> Description of the task
Character for character, write out the data below.

--- Data to use ---

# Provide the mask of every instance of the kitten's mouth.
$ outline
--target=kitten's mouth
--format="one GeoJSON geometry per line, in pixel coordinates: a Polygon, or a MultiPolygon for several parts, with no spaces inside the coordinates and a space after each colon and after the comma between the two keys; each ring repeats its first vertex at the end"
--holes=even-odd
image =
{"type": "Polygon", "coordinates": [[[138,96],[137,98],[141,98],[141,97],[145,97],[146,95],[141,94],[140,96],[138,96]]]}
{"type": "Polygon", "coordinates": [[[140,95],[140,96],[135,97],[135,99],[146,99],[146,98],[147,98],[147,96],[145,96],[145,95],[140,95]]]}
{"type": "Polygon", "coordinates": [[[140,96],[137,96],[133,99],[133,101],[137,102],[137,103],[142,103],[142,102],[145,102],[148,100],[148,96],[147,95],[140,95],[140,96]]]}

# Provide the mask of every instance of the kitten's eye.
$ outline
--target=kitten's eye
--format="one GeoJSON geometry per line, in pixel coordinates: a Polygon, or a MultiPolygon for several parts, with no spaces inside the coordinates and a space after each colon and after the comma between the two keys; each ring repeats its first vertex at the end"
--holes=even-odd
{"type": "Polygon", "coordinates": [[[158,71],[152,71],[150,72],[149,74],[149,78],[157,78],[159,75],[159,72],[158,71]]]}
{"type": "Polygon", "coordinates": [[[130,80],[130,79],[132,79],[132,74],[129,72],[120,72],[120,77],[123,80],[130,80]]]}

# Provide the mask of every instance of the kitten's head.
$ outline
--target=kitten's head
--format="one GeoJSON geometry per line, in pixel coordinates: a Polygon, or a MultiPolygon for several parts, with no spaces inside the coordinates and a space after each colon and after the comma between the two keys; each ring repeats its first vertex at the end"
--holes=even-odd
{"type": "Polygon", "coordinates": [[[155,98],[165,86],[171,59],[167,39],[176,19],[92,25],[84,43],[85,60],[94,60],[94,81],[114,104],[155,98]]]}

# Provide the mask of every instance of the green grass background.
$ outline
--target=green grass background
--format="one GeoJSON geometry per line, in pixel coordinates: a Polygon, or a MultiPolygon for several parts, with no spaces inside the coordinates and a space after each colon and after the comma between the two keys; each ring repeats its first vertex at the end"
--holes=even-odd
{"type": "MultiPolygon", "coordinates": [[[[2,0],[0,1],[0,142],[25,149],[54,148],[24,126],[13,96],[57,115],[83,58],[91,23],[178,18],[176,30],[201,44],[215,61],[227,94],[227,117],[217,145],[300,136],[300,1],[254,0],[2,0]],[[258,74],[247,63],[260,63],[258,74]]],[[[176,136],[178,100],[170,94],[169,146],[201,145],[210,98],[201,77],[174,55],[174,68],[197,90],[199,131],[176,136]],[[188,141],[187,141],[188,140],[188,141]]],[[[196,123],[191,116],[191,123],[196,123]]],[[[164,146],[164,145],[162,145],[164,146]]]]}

---

> Exercise solution
# Provide the mask of every instance of the kitten's mouth.
$ outline
--target=kitten's mouth
--format="one GeoJSON geometry per line, in pixel coordinates: a Polygon, or a MultiPolygon for several parts, with no spaces inside the coordinates and a space after each colon and after the comma between the two keys; each ring repeats its first vertex at the end"
--holes=even-odd
image =
{"type": "Polygon", "coordinates": [[[138,96],[137,98],[141,98],[141,97],[145,97],[146,95],[141,94],[140,96],[138,96]]]}
{"type": "Polygon", "coordinates": [[[140,95],[140,96],[135,97],[135,99],[146,99],[146,98],[147,98],[147,96],[145,96],[145,95],[140,95]]]}
{"type": "Polygon", "coordinates": [[[140,96],[137,96],[133,99],[133,101],[137,102],[137,103],[142,103],[142,102],[145,102],[148,100],[148,96],[147,95],[140,95],[140,96]]]}

# Provide the mask of every instance of the kitten's eye.
$ outline
--target=kitten's eye
--format="one GeoJSON geometry per line, in pixel coordinates: a Polygon, or a MultiPolygon for several parts, with no spaces inside the coordinates and a space after each colon and after the comma between the two keys; each ring repeats its first vertex at the end"
--holes=even-odd
{"type": "Polygon", "coordinates": [[[158,71],[152,71],[150,72],[149,74],[149,78],[157,78],[159,75],[159,72],[158,71]]]}
{"type": "Polygon", "coordinates": [[[130,80],[130,79],[132,79],[132,74],[129,72],[120,72],[120,77],[123,80],[130,80]]]}

# Provide the mask of every instance of the kitten's head.
$ outline
--target=kitten's head
--format="one GeoJSON geometry per line, in pixel coordinates: a Polygon, or a MultiPolygon for several parts, with no spaces inside the coordinates and a space after each colon and after the comma between the two keys; each ring repeats its first vertex at the end"
--holes=even-odd
{"type": "Polygon", "coordinates": [[[155,98],[165,86],[171,59],[167,39],[176,19],[92,25],[84,43],[85,60],[94,60],[94,81],[114,104],[155,98]]]}

# Provide the mask of every instance of the green grass background.
$ outline
--target=green grass background
--format="one GeoJSON geometry per line, in pixel coordinates: a Polygon, or a MultiPolygon for several parts, with no spaces inside the coordinates and a space after each colon and after the comma between the two keys; each ring repeats its first vertex at the end"
--holes=even-odd
{"type": "MultiPolygon", "coordinates": [[[[2,0],[0,1],[0,142],[25,149],[54,148],[24,126],[13,96],[57,115],[83,58],[91,23],[178,18],[176,30],[201,44],[215,61],[227,94],[227,117],[217,145],[300,136],[300,1],[254,0],[2,0]],[[258,74],[247,63],[260,63],[258,74]]],[[[176,136],[178,100],[170,94],[169,146],[201,145],[210,98],[201,77],[174,55],[174,68],[197,90],[199,131],[176,136]],[[188,141],[187,141],[188,140],[188,141]]],[[[196,123],[191,116],[191,123],[196,123]]],[[[164,146],[164,145],[162,145],[164,146]]]]}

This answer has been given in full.